═════ Texte source
Ceux qui ont réussi à survivre meurent maintenant dans les décombres, car les secours ne peuvent pas les atteindre sous les bombardements constants.

Poutine veille personnellement à ce que l’aide humanitaire n’atteigne pas Marioupol et que le convoi de réfugiés ne puisse pas quitter la ville. Cinq tentatives ont déjà échoué.

Il exerce ce chantage en prenant 400 000 personnes en otage, en les tuant jour après jour.

Voilà ce que signifie la « diplomatie aux conditions de Poutine ».

Malheureusement, la communauté internationale et les gouvernements occidentaux ne prennent pas de mesures suffisantes pour arrêter le génocide au 21ème siècle.

Les journalistes ne peuvent pas se rendre sur place pour révéler la véritable horreur qui se déroule à Marioupol.
══════════
═════ Données fournies
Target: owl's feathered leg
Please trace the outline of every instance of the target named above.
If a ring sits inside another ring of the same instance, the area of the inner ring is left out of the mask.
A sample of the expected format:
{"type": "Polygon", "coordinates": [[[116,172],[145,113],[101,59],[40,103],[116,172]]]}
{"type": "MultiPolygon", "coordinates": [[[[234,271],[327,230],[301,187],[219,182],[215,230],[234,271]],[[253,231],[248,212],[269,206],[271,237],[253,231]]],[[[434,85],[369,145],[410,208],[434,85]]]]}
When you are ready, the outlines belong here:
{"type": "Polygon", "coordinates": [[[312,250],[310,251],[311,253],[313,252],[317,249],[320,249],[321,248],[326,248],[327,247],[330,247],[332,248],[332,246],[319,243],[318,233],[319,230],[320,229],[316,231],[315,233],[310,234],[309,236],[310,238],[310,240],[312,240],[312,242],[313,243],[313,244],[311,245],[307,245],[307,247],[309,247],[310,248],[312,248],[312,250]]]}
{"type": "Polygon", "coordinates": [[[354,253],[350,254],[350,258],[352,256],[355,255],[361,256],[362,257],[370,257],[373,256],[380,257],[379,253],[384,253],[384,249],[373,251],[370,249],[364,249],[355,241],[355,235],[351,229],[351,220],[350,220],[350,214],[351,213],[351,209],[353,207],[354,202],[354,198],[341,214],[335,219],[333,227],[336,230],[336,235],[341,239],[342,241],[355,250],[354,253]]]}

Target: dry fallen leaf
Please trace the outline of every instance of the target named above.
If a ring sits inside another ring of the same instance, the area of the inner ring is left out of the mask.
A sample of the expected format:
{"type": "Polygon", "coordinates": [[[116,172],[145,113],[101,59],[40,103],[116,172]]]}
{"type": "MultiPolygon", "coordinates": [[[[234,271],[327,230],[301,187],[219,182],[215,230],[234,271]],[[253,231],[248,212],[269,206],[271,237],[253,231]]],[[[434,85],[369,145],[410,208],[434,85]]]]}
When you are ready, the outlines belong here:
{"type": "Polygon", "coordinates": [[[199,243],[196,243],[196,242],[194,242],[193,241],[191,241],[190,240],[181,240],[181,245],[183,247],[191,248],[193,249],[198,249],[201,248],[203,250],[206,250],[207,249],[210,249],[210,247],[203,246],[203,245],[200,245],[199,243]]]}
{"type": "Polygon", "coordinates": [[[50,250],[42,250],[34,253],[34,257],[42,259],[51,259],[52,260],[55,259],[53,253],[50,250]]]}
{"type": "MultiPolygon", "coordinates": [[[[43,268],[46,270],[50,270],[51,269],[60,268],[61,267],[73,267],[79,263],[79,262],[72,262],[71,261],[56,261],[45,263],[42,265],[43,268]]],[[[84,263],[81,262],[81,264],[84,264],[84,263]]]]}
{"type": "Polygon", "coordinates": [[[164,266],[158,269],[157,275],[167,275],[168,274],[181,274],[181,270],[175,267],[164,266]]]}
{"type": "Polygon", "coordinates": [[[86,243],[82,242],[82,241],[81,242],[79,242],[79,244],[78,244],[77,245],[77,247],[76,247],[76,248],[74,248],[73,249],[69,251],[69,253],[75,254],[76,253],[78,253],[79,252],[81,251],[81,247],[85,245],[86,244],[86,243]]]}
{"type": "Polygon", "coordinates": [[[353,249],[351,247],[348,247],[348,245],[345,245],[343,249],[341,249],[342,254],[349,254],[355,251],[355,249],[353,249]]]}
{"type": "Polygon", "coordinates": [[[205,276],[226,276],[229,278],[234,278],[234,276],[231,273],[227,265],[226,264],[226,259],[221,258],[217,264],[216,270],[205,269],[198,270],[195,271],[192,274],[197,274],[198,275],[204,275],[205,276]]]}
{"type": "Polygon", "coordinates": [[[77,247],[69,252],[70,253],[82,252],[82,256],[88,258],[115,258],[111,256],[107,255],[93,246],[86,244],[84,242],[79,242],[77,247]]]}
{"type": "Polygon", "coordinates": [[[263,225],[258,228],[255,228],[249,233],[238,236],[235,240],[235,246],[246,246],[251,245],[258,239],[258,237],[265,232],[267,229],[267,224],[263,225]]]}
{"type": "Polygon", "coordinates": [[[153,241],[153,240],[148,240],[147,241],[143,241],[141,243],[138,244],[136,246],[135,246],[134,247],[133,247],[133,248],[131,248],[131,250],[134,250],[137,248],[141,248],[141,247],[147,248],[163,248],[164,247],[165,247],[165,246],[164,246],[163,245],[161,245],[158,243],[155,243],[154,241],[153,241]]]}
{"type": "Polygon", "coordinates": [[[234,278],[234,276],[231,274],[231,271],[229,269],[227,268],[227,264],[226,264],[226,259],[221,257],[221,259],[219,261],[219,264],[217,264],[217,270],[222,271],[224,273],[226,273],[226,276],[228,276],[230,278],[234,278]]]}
══════════
## Exercice écrit 1
Traduisez en anglais cette phrase du texte sur Marioupol : « Les journalistes ne peuvent pas se rendre sur place pour révéler la véritable horreur qui se déroule à Marioupol. »
## Exercice écrit 2
D'après le texte sur Marioupol, combien de personnes sont prises en otage ?

## Résultat de l'exercice 1
Journalists cannot go there to reveal the true horror unfolding in Mariupol.

## Résultat de l'exercice 2
400 000 personnes.